▶ Work request
Once the pictures have been excluded, set down each remaining entry word for word.

== Raw data ==

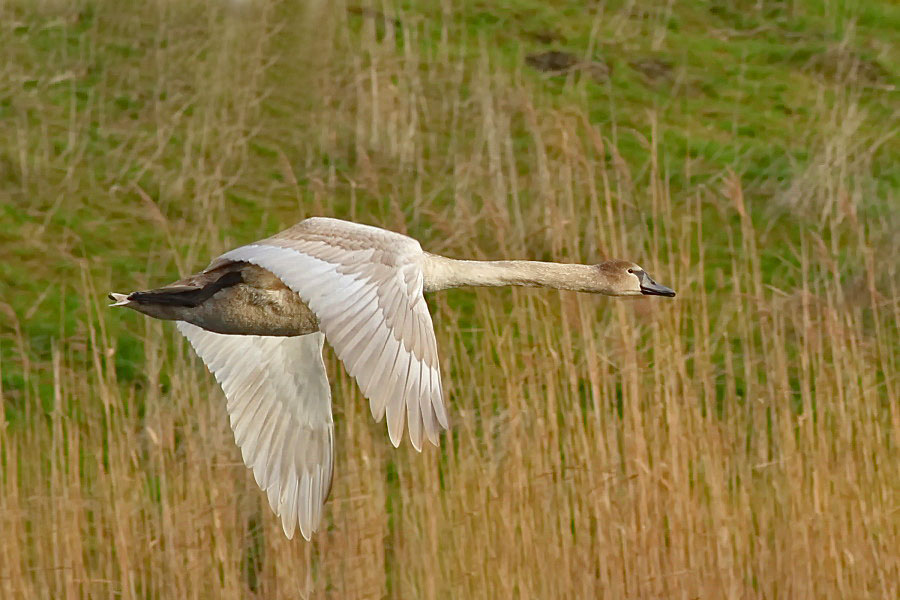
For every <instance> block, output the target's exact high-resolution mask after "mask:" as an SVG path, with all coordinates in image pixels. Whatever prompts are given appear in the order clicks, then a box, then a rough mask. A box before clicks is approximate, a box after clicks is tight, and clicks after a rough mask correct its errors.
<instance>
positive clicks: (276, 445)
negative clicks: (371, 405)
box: [177, 321, 334, 539]
mask: <svg viewBox="0 0 900 600" xmlns="http://www.w3.org/2000/svg"><path fill="white" fill-rule="evenodd" d="M177 326H178V330H179V331H180V332H181V333H182V334H184V336H185V337H186V338H187V339H188V340H189V341H190V343H191V345H192V346H193V347H194V350H196V352H197V354H198V355H199V356H200V358H201V359H203V362H205V363H206V365H207V367H208V368H209V370H210V371H211V372H212V373H213V375H215V377H216V380H217V381H218V382H219V384H220V385H221V386H222V390H223V391H224V392H225V397H226V398H227V408H228V414H229V419H230V421H231V427H232V430H233V431H234V437H235V441H236V442H237V444H238V446H239V447H240V449H241V455H242V457H243V460H244V464H245V465H247V467H248V468H250V469H252V471H253V476H254V478H255V479H256V482H257V484H258V485H259V487H260V488H262V489H263V491H265V492H266V496H267V498H268V501H269V506H271V507H272V510H274V511H275V514H277V515H278V516H280V517H281V525H282V528H283V529H284V533H285V535H287V536H288V538H291V537H293V535H294V531H295V530H296V529H297V527H298V526H299V528H300V532H301V534H302V535H303V537H304V538H306V539H309V538H310V536H311V535H312V534H313V532H314V531H316V529H318V527H319V523H320V520H321V516H322V509H321V507H322V504H323V503H324V502H325V499H326V498H327V497H328V493H329V491H330V489H331V476H332V473H333V461H334V424H333V421H332V417H331V392H330V390H329V387H328V379H327V376H326V373H325V365H324V363H323V362H322V343H323V341H324V336H323V335H322V334H321V333H313V334H310V335H304V336H298V337H261V336H252V335H222V334H218V333H213V332H211V331H206V330H204V329H201V328H199V327H196V326H194V325H191V324H189V323H185V322H183V321H179V322H178V324H177Z"/></svg>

===

▶ Exercise answer
For every <instance> block, output the target's exact high-resolution mask after "mask:" as an SVG path, with all coordinates in image pixels. Whatever prompts are given appear in the order clicks, then a box, then a rough mask. A box before clicks is approximate, a box after clicks is tight, and clicks after a rough mask correct its errors.
<instance>
positive clicks: (276, 445)
negative clicks: (371, 405)
box: [177, 321, 334, 539]
mask: <svg viewBox="0 0 900 600" xmlns="http://www.w3.org/2000/svg"><path fill="white" fill-rule="evenodd" d="M177 326H178V330H179V331H180V332H181V333H182V334H184V336H185V337H186V338H187V339H188V340H189V341H190V343H191V345H192V346H193V347H194V350H196V352H197V354H198V355H199V356H200V358H201V359H203V362H205V363H206V365H207V367H208V368H209V370H210V371H211V372H212V373H213V375H215V377H216V380H217V381H218V382H219V384H220V385H221V386H222V390H223V391H224V392H225V397H226V398H227V408H228V414H229V419H230V421H231V427H232V430H233V431H234V437H235V441H236V442H237V444H238V446H239V447H240V449H241V455H242V457H243V460H244V464H245V465H247V467H248V468H250V469H252V471H253V476H254V478H255V479H256V482H257V484H258V485H259V487H260V488H262V489H263V491H265V492H266V496H267V498H268V501H269V506H271V507H272V510H274V511H275V514H277V515H278V516H280V517H281V525H282V528H283V529H284V533H285V535H287V536H288V538H291V537H293V535H294V531H295V530H296V529H297V527H298V526H299V528H300V532H301V534H302V535H303V537H304V538H306V539H309V538H310V536H311V535H312V534H313V532H314V531H316V529H318V527H319V523H320V520H321V516H322V509H321V507H322V504H323V503H324V502H325V499H326V498H327V497H328V493H329V491H330V489H331V476H332V473H333V461H334V424H333V421H332V417H331V392H330V390H329V387H328V379H327V376H326V373H325V365H324V363H323V362H322V343H323V341H324V336H323V335H322V334H321V333H313V334H310V335H304V336H298V337H261V336H252V335H222V334H218V333H213V332H211V331H206V330H204V329H201V328H199V327H196V326H194V325H191V324H189V323H185V322H183V321H179V322H178V324H177Z"/></svg>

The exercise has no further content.